**Fragmento de texto:**
Las cosas, sin embargo, han cambiado. Hay ocho denunciantes que han roto el silencio, un silencio que a menudo es grueso y pide esfuerzo y coraje para ser roto. Como en tantos y tantos casos de presuntos abusos y acoso sexual, las acusaciones han decepcionado, pero no han sorprendido. O, como mínimo, a muchos no nos han sorprendido. Como en tantos y tantos casos de presuntos abusos y acoso sexual, paradójicamente, el silencio está hecho de rumores. En este caso concreto, está hecho de rumores de los cuales alguien —no sabemos cuánta gente, no sabemos exactamente quién— pensó que salía más a cuenta no estirar el hilo para descubrir qué cantidad de verdad había en su final. Cuando aquello que hay al final del hilo son presuntos abusos y acoso sexual, sin embargo, hacer buena harina y hacerse el sueco, en el año 2025, ya no sale a cuenta. Esta es una de las lecciones más valiosas que muchos de los que decidieron mirar hacia otro lado se llevarán de todo esto: el silencio, a largo plazo, ya no es la mejor alternativa. Además, como con todo, siempre tiene mejor retorno hacer las cosas bien, porque acompaña la satisfacción de no haberse doblado al miedo.

Algunos de los chicos que acusan al profesor se han atrevido a hablar con los medios. Su voz es valiosa para muchas cosas, pero me parece que lo más importante tiene que ver con aquello que, de entrada, a algunos no les permitió hablar: que la fortaleza que anhelan para validar su masculinidad, en el fondo, tiene más que ver con destapar los presuntos abusos y el acoso sexual de un profesor que con encubrirlo; tiene más que ver con asumir los riesgos de dar la cara para denunciar una situación que creen injusta que con excusarla; tiene más que ver con entrenar la firmeza de convicciones y endurecerse el criterio que con ser gente blanda que nunca alza la espada para nada; tiene más que ver con la generosidad de dar la cara para proteger a los que puedan venir detrás que con callar en pro de la aceptación de grupo. Todo eso se tiene que poder decir, sin embargo, respetando que hay presuntas víctimas que todavía no han podido hablar, y que hay padres que no han sabido como hacérselo para preguntar y averiguar hasta qué punto sus hijos fueron y son, efectivamente, presuntas víctimas. En este tipo de casos, si no se redirige bien la culpa —que corresponde a quien presuntamente ha cometido el agravio—, padres e hijos pueden acabar pensando que tienen responsabilidad sobre aquello que ha sucedido. Es una respuesta habitual del cuerpo para evitar el conflicto, por eso hace falta ponerse terco y deshacer cualquier telaraña de culpas que exculpe al presunto perpetrador de abusos y sus encubridores, si es que ha tenido. Por eso, también, he escrito esta columna. Ojalá ayude a los que todavía no han podido hablar a encontrar la rendija.

**Tarea indicada:** Según el fragmento de texto, ¿cuántos denunciantes han roto el silencio?

**Material aportado:**
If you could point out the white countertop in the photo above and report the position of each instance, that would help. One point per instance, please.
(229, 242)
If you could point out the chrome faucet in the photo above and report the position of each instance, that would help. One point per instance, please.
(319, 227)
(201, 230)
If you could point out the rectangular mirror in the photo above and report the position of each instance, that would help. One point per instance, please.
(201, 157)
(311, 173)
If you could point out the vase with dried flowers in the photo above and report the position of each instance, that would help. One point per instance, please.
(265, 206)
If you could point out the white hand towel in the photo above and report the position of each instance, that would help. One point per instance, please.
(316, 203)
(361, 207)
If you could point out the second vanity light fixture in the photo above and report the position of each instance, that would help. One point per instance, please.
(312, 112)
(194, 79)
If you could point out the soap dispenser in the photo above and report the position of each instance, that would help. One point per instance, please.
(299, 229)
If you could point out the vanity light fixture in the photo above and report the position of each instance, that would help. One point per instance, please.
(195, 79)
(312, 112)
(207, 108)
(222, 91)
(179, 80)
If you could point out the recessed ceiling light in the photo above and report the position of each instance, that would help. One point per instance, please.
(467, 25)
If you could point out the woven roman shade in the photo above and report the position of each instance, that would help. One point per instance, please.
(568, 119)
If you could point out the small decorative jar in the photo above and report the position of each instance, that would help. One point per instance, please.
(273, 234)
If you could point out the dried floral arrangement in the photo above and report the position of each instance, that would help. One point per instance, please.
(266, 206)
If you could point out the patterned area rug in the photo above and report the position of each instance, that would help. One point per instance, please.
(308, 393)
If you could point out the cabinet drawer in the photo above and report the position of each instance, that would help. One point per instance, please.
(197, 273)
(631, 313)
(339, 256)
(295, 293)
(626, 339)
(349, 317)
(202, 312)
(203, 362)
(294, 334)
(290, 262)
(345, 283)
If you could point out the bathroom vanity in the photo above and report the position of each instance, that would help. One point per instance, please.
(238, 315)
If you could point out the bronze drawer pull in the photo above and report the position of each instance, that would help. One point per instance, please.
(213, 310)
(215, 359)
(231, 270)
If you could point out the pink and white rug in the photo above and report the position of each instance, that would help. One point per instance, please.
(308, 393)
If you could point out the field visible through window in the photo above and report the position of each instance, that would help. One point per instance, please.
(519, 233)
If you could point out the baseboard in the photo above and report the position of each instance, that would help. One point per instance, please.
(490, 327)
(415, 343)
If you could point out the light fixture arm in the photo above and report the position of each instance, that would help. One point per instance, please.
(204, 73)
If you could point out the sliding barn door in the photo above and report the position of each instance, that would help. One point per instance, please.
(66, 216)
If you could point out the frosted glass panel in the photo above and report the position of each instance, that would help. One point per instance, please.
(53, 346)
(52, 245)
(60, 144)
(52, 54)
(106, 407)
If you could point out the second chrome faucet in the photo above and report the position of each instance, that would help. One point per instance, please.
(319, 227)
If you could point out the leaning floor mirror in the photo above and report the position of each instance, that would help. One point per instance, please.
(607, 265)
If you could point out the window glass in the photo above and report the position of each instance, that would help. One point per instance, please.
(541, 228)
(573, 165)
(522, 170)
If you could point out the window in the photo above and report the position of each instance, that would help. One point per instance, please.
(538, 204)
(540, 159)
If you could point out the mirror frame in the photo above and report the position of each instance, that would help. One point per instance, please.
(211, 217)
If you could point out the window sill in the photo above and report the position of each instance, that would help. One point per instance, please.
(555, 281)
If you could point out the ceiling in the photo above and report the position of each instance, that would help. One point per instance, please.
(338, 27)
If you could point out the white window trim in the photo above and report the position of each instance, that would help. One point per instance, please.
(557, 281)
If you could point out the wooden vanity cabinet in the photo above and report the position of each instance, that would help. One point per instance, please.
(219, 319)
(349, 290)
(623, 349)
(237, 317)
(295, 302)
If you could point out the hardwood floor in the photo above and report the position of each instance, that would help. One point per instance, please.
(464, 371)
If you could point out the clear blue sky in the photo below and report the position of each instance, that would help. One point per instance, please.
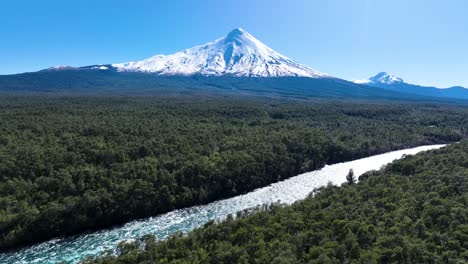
(422, 41)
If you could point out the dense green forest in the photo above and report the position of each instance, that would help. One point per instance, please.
(74, 164)
(413, 211)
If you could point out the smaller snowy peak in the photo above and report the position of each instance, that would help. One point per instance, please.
(381, 78)
(60, 67)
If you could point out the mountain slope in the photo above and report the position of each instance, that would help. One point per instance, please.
(237, 54)
(390, 82)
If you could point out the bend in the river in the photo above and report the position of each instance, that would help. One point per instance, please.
(72, 250)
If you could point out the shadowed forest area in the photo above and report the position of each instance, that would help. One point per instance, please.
(76, 164)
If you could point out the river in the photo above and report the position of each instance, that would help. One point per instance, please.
(72, 250)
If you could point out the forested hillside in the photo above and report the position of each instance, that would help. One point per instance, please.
(71, 164)
(413, 211)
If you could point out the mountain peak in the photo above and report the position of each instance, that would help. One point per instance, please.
(381, 78)
(236, 54)
(237, 32)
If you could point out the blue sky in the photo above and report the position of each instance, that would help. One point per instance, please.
(424, 42)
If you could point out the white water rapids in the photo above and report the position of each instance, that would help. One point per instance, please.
(72, 250)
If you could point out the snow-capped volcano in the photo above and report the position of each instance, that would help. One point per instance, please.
(237, 54)
(381, 78)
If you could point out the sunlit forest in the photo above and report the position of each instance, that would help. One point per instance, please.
(413, 211)
(76, 164)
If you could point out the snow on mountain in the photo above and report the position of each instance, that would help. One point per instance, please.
(237, 54)
(381, 78)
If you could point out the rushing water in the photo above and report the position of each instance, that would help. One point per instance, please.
(71, 250)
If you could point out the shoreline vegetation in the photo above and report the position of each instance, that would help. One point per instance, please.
(75, 164)
(415, 210)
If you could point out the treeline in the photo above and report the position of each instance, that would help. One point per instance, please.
(70, 164)
(413, 211)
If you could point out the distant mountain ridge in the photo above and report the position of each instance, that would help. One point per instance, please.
(393, 83)
(237, 63)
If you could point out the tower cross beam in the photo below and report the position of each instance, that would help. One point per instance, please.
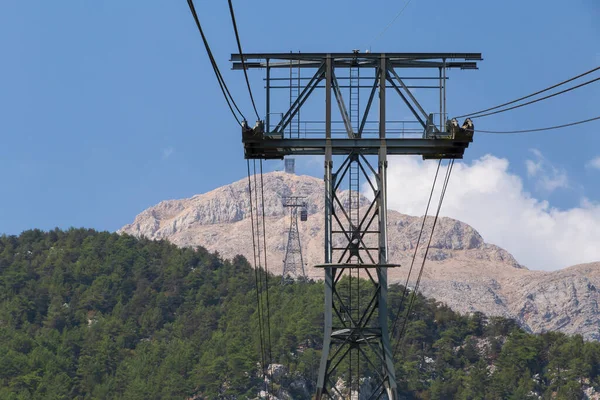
(355, 334)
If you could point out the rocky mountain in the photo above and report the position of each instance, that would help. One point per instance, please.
(461, 270)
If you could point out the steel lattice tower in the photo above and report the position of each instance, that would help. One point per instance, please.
(356, 240)
(293, 263)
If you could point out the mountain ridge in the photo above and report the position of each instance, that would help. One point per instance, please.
(462, 270)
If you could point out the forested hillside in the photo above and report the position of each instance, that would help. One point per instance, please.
(88, 314)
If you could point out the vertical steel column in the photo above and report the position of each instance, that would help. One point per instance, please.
(444, 77)
(441, 104)
(268, 98)
(388, 367)
(329, 272)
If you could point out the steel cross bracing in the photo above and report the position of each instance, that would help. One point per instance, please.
(356, 340)
(293, 263)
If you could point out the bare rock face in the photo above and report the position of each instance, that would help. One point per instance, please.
(461, 270)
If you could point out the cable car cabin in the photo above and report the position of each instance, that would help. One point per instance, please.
(303, 215)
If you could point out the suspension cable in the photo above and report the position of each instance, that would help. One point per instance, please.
(237, 38)
(531, 95)
(416, 288)
(542, 129)
(262, 196)
(256, 280)
(536, 100)
(405, 291)
(228, 98)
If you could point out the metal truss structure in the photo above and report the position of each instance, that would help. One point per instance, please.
(293, 263)
(356, 340)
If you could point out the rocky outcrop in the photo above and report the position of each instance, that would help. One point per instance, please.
(461, 270)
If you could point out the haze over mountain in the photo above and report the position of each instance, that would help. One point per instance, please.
(462, 270)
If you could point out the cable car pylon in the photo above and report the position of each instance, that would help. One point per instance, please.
(356, 341)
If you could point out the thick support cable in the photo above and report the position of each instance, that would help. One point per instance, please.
(531, 95)
(416, 288)
(228, 98)
(256, 279)
(237, 38)
(536, 100)
(543, 129)
(266, 266)
(405, 291)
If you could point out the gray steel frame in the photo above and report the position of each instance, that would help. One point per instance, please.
(293, 249)
(370, 327)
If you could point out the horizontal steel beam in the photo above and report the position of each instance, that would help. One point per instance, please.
(278, 148)
(369, 64)
(358, 56)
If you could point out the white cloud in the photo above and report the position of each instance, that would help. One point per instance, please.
(487, 196)
(548, 177)
(167, 152)
(594, 163)
(533, 168)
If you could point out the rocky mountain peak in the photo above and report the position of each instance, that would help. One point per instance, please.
(461, 269)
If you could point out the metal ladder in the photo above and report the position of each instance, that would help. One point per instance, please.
(354, 98)
(294, 93)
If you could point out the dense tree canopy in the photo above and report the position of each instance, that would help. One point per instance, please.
(86, 315)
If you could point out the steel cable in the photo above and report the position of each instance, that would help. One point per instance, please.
(256, 279)
(237, 38)
(224, 89)
(416, 288)
(405, 291)
(536, 100)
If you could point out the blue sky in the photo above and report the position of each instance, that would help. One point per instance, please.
(111, 107)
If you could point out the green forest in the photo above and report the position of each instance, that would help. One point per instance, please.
(97, 315)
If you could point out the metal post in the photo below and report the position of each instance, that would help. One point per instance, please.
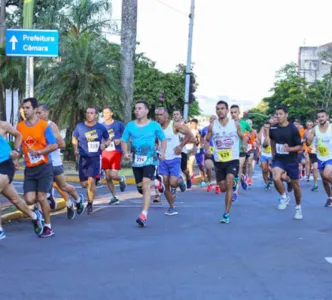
(188, 69)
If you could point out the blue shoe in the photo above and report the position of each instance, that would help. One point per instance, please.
(2, 235)
(225, 218)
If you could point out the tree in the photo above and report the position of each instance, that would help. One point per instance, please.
(128, 48)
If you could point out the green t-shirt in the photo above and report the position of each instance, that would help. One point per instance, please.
(244, 125)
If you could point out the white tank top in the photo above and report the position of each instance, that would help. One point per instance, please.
(55, 155)
(324, 143)
(267, 150)
(225, 141)
(172, 141)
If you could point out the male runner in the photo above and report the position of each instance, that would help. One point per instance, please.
(58, 172)
(87, 141)
(7, 171)
(285, 144)
(323, 135)
(111, 156)
(225, 134)
(38, 142)
(170, 166)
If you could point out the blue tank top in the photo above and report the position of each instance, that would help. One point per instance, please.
(4, 149)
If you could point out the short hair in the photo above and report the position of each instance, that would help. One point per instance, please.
(222, 102)
(283, 108)
(147, 106)
(43, 106)
(33, 101)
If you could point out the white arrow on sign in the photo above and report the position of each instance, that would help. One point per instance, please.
(13, 40)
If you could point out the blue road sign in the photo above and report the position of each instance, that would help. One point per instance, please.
(30, 42)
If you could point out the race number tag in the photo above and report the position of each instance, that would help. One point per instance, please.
(280, 149)
(34, 159)
(111, 147)
(225, 155)
(140, 159)
(93, 147)
(323, 151)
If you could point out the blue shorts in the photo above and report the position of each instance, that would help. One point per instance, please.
(292, 168)
(89, 167)
(323, 164)
(171, 167)
(264, 158)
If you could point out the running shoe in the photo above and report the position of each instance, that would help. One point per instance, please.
(171, 212)
(209, 188)
(123, 183)
(47, 232)
(114, 200)
(225, 218)
(141, 220)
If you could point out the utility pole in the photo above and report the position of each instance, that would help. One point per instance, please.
(27, 24)
(188, 69)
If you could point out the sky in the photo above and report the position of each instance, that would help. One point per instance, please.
(238, 45)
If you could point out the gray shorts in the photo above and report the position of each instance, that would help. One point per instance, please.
(38, 179)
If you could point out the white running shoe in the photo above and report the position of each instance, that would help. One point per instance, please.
(283, 202)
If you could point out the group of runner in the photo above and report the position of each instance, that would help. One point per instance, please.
(162, 154)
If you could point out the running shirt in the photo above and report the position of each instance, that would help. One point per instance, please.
(324, 143)
(225, 141)
(5, 149)
(36, 136)
(115, 131)
(285, 135)
(89, 138)
(143, 140)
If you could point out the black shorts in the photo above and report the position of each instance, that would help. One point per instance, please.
(184, 161)
(146, 171)
(38, 179)
(313, 158)
(7, 168)
(224, 168)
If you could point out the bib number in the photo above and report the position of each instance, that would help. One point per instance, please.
(93, 147)
(225, 155)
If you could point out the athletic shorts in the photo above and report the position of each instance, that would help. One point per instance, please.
(224, 168)
(144, 172)
(291, 168)
(89, 167)
(7, 167)
(313, 158)
(111, 160)
(38, 179)
(171, 167)
(323, 164)
(184, 161)
(57, 170)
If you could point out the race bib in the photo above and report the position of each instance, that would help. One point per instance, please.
(93, 147)
(280, 149)
(140, 159)
(35, 159)
(323, 151)
(225, 155)
(111, 147)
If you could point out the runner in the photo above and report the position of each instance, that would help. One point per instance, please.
(111, 156)
(59, 180)
(208, 160)
(170, 166)
(143, 133)
(7, 171)
(323, 135)
(225, 134)
(87, 142)
(38, 141)
(285, 144)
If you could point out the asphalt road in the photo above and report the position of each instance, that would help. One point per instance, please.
(262, 254)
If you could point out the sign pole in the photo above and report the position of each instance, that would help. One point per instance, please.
(27, 24)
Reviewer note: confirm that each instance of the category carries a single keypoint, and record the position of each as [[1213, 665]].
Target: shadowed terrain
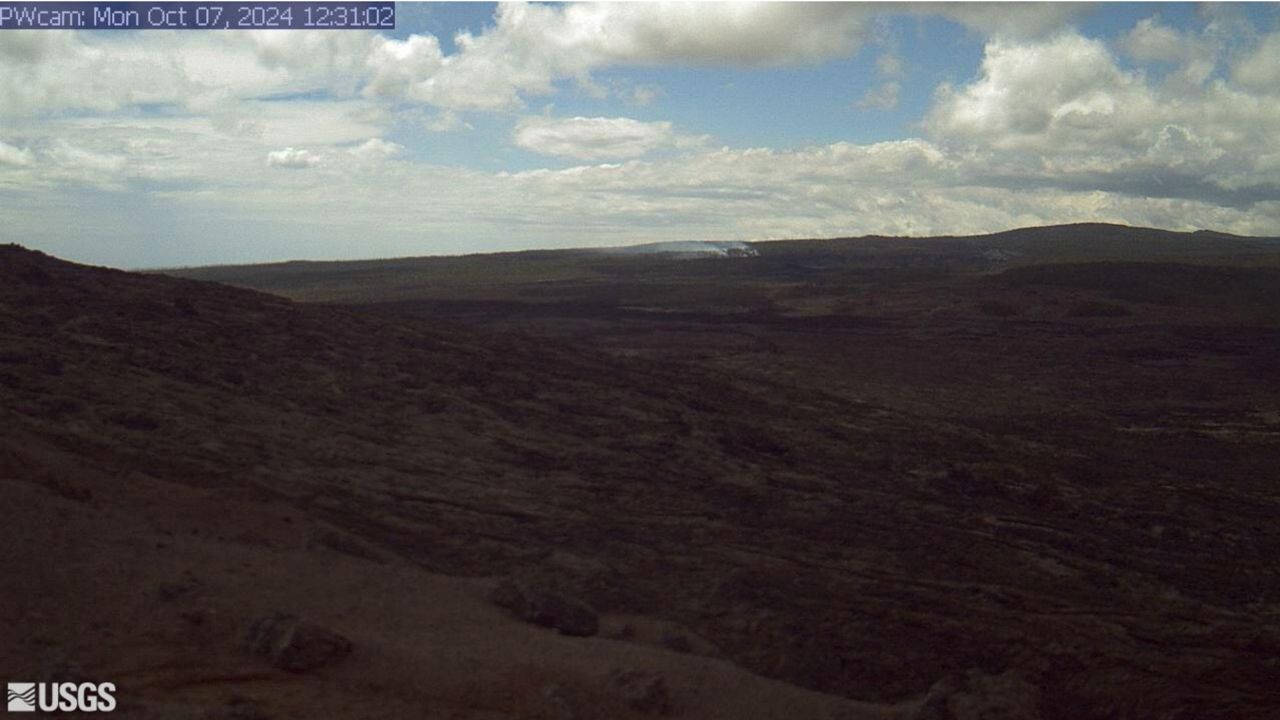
[[1018, 475]]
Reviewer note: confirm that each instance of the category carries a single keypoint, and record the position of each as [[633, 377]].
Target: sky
[[476, 127]]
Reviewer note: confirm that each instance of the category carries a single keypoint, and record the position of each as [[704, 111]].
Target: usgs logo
[[85, 697]]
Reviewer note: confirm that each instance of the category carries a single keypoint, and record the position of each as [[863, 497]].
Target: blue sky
[[476, 127]]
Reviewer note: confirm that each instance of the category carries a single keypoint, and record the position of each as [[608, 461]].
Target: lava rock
[[545, 607], [643, 691], [296, 645]]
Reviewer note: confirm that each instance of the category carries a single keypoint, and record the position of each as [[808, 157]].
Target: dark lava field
[[1023, 475]]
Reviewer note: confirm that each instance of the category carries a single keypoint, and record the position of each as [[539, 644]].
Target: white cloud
[[1150, 40], [12, 155], [376, 149], [446, 121], [1260, 71], [1061, 113], [595, 139], [883, 98], [292, 159], [644, 95], [1008, 19]]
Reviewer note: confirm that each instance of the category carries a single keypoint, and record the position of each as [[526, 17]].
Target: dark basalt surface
[[863, 482]]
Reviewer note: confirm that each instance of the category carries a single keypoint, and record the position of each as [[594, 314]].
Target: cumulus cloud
[[1008, 19], [883, 98], [1061, 113], [376, 149], [595, 139], [1260, 71], [292, 159], [12, 155]]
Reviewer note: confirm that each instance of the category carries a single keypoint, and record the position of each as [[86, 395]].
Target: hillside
[[864, 478]]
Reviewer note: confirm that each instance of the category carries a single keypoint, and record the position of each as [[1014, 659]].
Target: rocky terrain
[[1023, 475]]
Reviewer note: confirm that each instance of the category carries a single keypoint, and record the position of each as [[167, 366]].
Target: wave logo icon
[[22, 697]]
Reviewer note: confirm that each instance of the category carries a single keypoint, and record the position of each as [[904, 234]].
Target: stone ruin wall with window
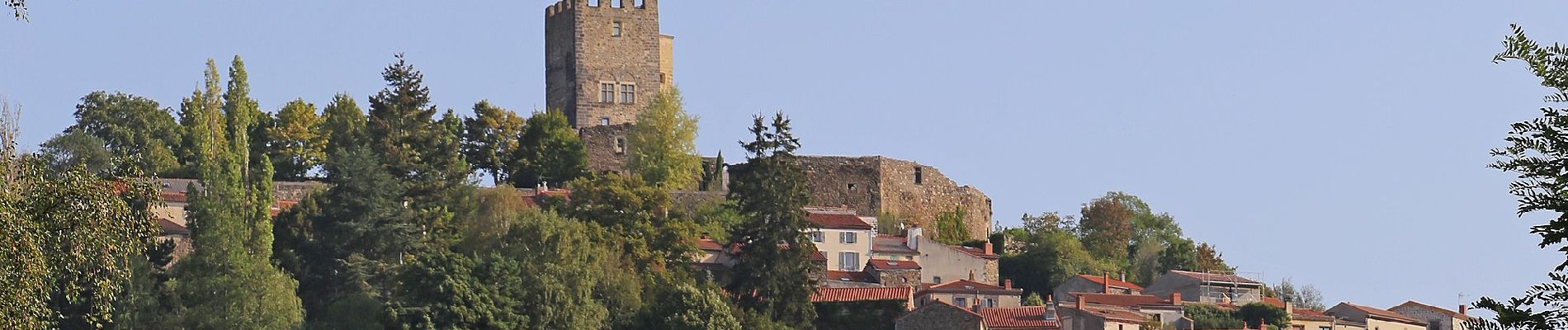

**Resultado:** Ocho denunciantes.